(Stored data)

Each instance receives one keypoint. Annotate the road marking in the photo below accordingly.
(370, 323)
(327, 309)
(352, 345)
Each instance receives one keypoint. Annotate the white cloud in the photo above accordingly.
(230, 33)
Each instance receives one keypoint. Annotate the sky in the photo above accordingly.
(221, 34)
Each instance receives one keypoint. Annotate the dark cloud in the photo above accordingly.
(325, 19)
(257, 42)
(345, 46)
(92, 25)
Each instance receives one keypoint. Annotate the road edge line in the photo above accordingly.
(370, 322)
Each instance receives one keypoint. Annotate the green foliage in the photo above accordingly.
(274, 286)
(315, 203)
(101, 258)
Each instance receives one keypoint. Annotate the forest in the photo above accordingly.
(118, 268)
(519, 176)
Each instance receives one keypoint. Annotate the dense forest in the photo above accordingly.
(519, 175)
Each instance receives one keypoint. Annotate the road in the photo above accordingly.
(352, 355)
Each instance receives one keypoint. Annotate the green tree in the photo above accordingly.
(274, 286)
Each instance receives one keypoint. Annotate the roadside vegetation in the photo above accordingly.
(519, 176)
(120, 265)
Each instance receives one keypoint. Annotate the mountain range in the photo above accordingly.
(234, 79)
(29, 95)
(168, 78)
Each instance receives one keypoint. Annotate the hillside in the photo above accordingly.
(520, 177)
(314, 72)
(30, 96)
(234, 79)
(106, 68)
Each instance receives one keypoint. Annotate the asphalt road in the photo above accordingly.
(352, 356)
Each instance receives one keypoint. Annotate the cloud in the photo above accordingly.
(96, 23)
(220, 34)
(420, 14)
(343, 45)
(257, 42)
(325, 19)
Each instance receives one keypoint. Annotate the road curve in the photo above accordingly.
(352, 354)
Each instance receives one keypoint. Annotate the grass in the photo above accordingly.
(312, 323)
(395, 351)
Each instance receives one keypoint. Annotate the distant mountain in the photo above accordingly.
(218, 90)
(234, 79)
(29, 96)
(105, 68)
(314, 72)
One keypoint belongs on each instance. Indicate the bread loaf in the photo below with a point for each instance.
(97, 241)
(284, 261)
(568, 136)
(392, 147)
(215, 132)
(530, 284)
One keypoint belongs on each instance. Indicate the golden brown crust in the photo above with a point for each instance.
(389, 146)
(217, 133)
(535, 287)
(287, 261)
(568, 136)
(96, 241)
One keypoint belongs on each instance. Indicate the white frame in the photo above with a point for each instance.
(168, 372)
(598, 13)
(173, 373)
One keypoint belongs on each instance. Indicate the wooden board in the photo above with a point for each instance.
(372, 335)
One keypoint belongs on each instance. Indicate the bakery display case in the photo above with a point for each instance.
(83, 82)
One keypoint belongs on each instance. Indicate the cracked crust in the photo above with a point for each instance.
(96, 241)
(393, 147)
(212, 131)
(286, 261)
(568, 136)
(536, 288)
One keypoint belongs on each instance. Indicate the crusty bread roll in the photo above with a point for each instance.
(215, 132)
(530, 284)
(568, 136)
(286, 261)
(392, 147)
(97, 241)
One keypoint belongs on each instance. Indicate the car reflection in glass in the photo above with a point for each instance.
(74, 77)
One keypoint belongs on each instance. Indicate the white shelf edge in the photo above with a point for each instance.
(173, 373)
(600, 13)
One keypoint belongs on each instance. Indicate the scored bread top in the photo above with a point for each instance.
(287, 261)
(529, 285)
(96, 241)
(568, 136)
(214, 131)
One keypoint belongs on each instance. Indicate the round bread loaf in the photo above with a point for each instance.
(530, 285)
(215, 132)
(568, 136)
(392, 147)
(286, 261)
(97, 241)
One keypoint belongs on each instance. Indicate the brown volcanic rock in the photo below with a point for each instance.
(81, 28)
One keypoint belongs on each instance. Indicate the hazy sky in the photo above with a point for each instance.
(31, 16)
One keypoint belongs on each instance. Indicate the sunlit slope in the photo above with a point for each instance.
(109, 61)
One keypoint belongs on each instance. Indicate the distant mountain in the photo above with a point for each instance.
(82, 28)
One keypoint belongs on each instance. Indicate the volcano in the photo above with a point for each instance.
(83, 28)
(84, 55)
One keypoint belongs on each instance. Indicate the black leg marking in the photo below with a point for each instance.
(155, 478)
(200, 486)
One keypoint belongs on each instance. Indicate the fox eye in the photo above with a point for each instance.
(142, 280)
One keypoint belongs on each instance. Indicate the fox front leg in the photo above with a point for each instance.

#### WHAT YOU WILL DO
Please output every line shown above exactly.

#### EXERCISE RESULT
Each instance receives one keypoint. Annotate the road marking in the photo below accordingly.
(370, 323)
(327, 309)
(352, 345)
Each instance receives one keypoint. Annotate the white cloud in the photo above accordingly.
(230, 33)
Each instance receives one keypoint. Annotate the sky in the photo above accordingly.
(221, 34)
Each instance receives one keypoint. Annotate the dark cloud in the photo above accordingly.
(325, 19)
(257, 42)
(345, 46)
(92, 25)
Each instance receives one keypoint. Annotate the road edge line in the photo above accordingly.
(370, 322)
Each instance receives one keypoint. Annotate the green foliage in the photo above accordingly.
(274, 286)
(315, 203)
(101, 258)
Each instance receives one keypoint. Annotate the forest in the photo above accordingly.
(118, 268)
(519, 176)
Each instance receives one keypoint. Annotate the dense forest in the photo above accordingly.
(519, 175)
Each instance receives one keypoint. Annotate the road in the photo above accordingly.
(352, 355)
Each instance receives one keypoint. Annotate the green tree in the photo above accordingly.
(274, 286)
Each instance receives one keypoint. Annotate the roadside vegetation in the photo above accordingly.
(519, 176)
(120, 265)
Each instance receives one keypoint. Annotate the mountain range in the photo above accordingly.
(234, 79)
(29, 95)
(168, 78)
Each instance receives one keypoint. Annotate the hillside in the photo above accordingly.
(520, 177)
(314, 72)
(30, 96)
(234, 79)
(106, 68)
Each instance receives one keypoint. Annotate the asphalt road in the photo above accordingly.
(352, 356)
Each instance receives one keypoint. Annotate the cloud in the photo above accordingly.
(96, 23)
(220, 34)
(420, 14)
(343, 45)
(257, 42)
(325, 19)
Each instance receives one keypoint. Annotate the road curve in the photo above accordingly.
(352, 354)
Each instance receives one keypoint. Annotate the grass in the photo above accordingly.
(312, 323)
(395, 351)
Each instance receives one keypoint. Annotate the distant mountain in the photo above accordingly.
(218, 90)
(234, 79)
(29, 96)
(105, 68)
(314, 72)
One keypoint belongs on each instance. Indicate the bread loaf in the photo below with a point for each instance.
(97, 241)
(284, 261)
(568, 136)
(392, 147)
(215, 132)
(530, 284)
One keypoint belongs on each instance. Indicate the golden brown crust in the photo above with a point for each instance.
(389, 146)
(217, 133)
(535, 287)
(287, 261)
(568, 136)
(96, 241)
One keypoint belongs on each instance. Indicate the white frame in the photo above with a point for each instance.
(168, 372)
(598, 13)
(173, 373)
One keypoint belongs on each instance. Indicate the wooden board in the photo above with a point for each instance.
(372, 335)
One keypoint belongs on each instance. Indicate the bakery display case in the photo above with a point for each instance.
(83, 82)
One keypoint belongs on each instance. Indicate the cracked crust in the photo above with a point for each instance.
(96, 241)
(393, 147)
(212, 131)
(286, 261)
(568, 136)
(536, 288)
One keypoint belongs on each instance. Indicate the crusty bread roll in the photo above with a point for each instance.
(215, 132)
(530, 284)
(568, 136)
(286, 261)
(392, 147)
(97, 241)
One keypoint belongs on each instance. Indicate the car reflection in glass in the photo above with a point for each instance.
(74, 77)
One keypoint belongs on each instance. Indicate the white shelf edge in the photo above with a point for each instance.
(173, 373)
(600, 13)
One keypoint belongs on each instance. Indicate the scored bread top in the photo above with a point for each instance.
(287, 261)
(529, 285)
(96, 241)
(568, 136)
(214, 131)
One keypoint belongs on each instance. Indicate the round bread loaf in the photo above with a point for each instance.
(530, 285)
(215, 132)
(568, 136)
(392, 147)
(286, 261)
(97, 241)
One keypoint belongs on each instance. Indicate the brown volcanic rock in the photo below with a point for each instance.
(81, 28)
One keypoint belongs on each instance. Indicate the hazy sky in the photo above with a point for each instance.
(31, 16)
One keypoint belongs on each instance. Indicate the sunlit slope in the photo above with a point for each instance.
(109, 61)
One keypoint belongs on each instance. Indicate the distant mountain in the photo above with a point for each instance.
(82, 28)
One keypoint belongs on each instance. Indicate the volcano in the photo above with a point for each instance.
(83, 28)
(84, 55)
One keypoint belongs on each instance. Indicate the black leg marking in the photo below with a point for each instance.
(155, 478)
(200, 486)
One keypoint belongs on each instance. Indicate the fox eye in the photo above with a point for each instance.
(142, 280)
One keypoint belongs on each instance. Indicate the fox front leg in the photo above with a point for each instance.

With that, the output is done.